→ **Description of the task**
Copy exactly, and only, the lines between the start of the entries below and the line containing "# test: mark one point on the wrist, one", both inclusive. Omit pictures.
━━━━━━━━━━━━━━━━
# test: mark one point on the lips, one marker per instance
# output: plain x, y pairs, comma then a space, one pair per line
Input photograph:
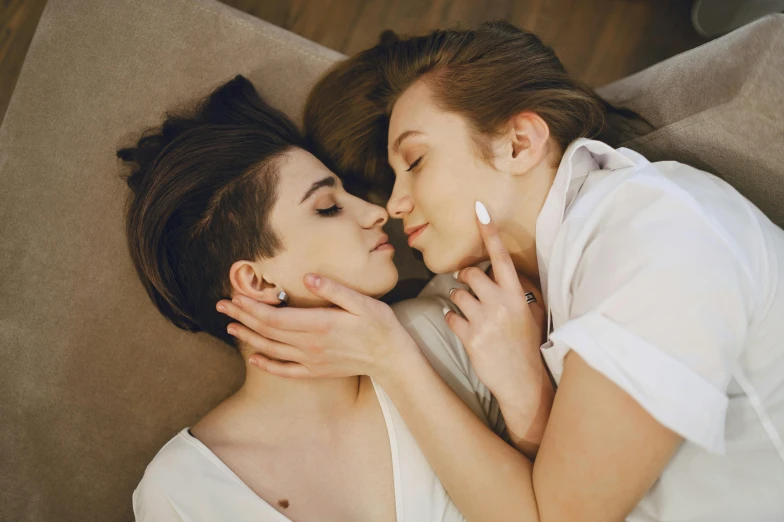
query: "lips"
381, 241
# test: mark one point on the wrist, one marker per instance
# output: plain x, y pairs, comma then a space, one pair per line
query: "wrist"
526, 413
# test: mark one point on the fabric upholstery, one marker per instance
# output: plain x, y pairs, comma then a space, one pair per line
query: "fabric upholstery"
720, 108
94, 381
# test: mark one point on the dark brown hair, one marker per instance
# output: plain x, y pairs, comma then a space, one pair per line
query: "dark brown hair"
202, 186
487, 75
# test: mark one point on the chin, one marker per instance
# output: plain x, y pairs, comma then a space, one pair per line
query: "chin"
382, 283
448, 262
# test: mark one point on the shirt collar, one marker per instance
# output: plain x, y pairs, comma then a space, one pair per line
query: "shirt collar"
581, 157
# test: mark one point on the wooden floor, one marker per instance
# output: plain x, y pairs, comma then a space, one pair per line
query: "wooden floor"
598, 40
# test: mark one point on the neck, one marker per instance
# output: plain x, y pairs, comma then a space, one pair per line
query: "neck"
297, 401
517, 228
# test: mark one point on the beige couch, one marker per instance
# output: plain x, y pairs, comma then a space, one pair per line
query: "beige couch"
94, 380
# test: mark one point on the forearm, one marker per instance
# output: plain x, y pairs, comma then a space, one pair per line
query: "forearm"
486, 478
524, 429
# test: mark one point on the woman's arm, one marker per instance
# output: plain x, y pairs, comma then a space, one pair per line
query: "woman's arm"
600, 454
599, 445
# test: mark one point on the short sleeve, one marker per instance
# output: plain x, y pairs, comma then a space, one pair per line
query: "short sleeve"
660, 306
423, 318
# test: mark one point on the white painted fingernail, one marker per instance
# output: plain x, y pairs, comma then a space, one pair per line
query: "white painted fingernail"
482, 214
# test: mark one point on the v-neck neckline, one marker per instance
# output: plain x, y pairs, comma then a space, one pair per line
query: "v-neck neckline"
280, 517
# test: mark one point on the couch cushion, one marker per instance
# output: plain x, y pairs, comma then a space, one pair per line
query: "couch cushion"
718, 107
94, 380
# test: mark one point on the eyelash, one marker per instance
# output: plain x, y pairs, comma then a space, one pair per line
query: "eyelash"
329, 212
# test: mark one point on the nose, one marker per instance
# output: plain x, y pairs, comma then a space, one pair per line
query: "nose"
400, 203
375, 216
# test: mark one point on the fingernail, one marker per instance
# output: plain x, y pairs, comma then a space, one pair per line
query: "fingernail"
482, 214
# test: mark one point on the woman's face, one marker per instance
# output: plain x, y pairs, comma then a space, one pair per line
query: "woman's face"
440, 175
325, 231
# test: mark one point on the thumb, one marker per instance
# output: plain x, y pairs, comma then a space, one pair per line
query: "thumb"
336, 293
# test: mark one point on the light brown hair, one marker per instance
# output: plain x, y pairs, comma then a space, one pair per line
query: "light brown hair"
487, 75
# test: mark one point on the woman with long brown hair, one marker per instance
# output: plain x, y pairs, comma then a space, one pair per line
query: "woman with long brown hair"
664, 289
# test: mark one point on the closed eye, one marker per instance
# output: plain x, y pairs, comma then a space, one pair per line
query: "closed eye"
329, 212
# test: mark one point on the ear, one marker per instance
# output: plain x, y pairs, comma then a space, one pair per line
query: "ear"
247, 278
529, 139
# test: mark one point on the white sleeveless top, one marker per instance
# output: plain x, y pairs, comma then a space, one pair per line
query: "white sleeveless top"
186, 482
671, 284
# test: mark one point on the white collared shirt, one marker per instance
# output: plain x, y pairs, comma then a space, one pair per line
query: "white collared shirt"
671, 284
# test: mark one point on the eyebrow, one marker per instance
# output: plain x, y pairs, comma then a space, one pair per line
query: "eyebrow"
407, 134
329, 181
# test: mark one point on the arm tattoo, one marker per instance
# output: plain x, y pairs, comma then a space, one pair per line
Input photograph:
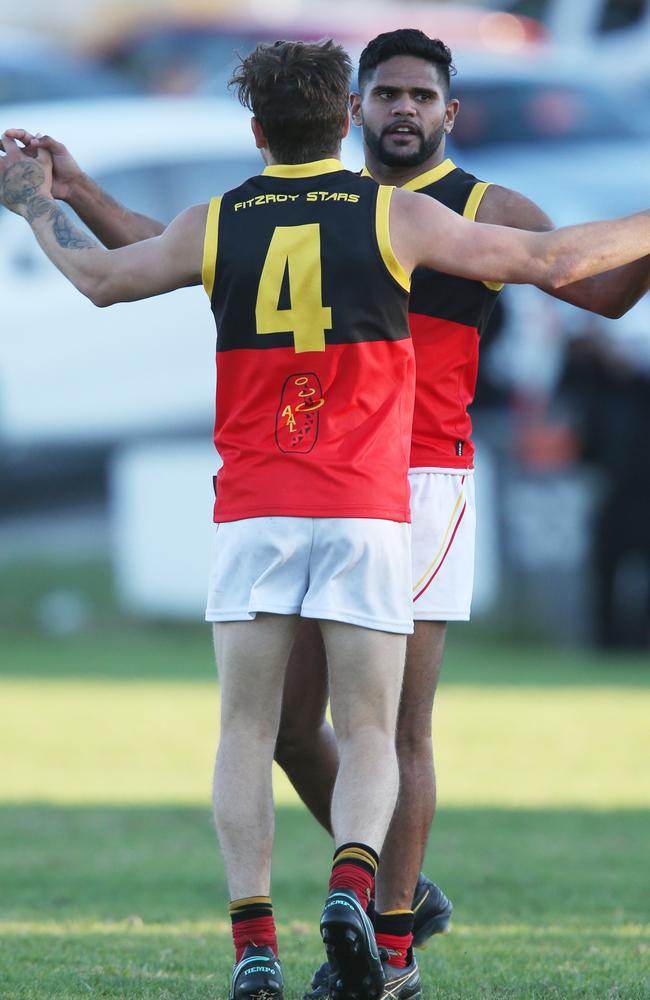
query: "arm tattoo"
66, 233
21, 182
20, 186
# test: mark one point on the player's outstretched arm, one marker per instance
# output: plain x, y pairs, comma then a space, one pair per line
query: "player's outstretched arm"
610, 294
112, 223
424, 232
151, 267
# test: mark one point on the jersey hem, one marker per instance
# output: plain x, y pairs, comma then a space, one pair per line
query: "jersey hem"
441, 470
439, 616
376, 513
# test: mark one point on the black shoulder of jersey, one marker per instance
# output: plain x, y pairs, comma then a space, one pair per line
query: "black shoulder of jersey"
453, 190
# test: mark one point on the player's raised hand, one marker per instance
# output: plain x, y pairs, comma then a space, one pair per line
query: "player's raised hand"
65, 169
25, 178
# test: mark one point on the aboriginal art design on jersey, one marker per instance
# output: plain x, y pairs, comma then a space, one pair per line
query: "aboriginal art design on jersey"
315, 368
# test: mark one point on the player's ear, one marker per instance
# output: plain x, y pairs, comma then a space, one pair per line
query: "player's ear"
450, 115
355, 108
258, 132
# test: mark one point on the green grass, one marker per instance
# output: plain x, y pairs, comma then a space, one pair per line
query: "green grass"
111, 883
128, 902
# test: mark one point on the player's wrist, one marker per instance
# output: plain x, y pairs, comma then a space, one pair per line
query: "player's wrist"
77, 190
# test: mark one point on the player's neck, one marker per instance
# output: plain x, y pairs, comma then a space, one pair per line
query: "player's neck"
399, 176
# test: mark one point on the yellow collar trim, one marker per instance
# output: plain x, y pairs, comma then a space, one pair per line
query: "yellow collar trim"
423, 180
313, 169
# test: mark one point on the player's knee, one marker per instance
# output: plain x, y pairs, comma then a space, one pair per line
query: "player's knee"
413, 743
292, 743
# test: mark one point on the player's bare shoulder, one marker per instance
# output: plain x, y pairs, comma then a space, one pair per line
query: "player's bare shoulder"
414, 218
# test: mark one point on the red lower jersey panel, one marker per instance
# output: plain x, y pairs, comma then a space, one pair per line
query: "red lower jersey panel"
446, 357
318, 434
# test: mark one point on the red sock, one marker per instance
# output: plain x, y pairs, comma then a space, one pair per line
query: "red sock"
394, 933
253, 923
355, 867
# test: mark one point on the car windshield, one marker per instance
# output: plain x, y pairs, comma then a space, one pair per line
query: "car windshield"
514, 111
22, 84
162, 190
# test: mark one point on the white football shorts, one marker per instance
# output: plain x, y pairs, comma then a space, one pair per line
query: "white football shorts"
354, 569
443, 515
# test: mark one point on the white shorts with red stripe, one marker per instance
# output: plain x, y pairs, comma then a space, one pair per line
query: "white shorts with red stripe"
443, 516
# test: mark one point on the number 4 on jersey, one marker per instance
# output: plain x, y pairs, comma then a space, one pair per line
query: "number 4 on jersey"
298, 249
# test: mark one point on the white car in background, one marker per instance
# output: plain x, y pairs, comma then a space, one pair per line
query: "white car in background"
74, 374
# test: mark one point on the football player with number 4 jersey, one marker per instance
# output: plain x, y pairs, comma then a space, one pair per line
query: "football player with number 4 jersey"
308, 269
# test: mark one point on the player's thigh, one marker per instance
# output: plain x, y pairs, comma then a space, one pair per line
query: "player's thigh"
251, 660
424, 653
306, 690
365, 676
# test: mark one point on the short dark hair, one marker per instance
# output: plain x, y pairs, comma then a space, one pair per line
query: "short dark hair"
406, 42
299, 92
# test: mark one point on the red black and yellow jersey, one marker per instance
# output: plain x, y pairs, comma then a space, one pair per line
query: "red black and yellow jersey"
447, 315
315, 367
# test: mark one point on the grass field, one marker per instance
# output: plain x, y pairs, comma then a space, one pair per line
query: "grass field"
111, 883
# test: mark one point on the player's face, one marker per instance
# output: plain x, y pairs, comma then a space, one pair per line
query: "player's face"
404, 112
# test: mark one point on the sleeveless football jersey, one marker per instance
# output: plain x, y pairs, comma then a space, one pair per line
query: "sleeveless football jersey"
447, 315
315, 367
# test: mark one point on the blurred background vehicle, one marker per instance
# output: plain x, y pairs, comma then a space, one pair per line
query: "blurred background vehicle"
33, 68
196, 52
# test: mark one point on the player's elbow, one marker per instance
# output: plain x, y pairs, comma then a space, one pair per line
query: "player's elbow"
99, 293
560, 271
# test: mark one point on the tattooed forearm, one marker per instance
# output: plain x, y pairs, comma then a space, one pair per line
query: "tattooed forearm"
19, 191
67, 234
21, 181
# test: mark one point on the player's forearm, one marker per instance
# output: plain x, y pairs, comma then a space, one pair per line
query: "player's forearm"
━━━━━━━━━━━━━━━━
→ **Your response**
# test: mark one point on the lips, one marker per instance
# output: plain x, y pairs, comma then a space, one pair per line
Input photograph:
query: "lips"
381, 241
# test: mark one point on the wrist, one marker per instance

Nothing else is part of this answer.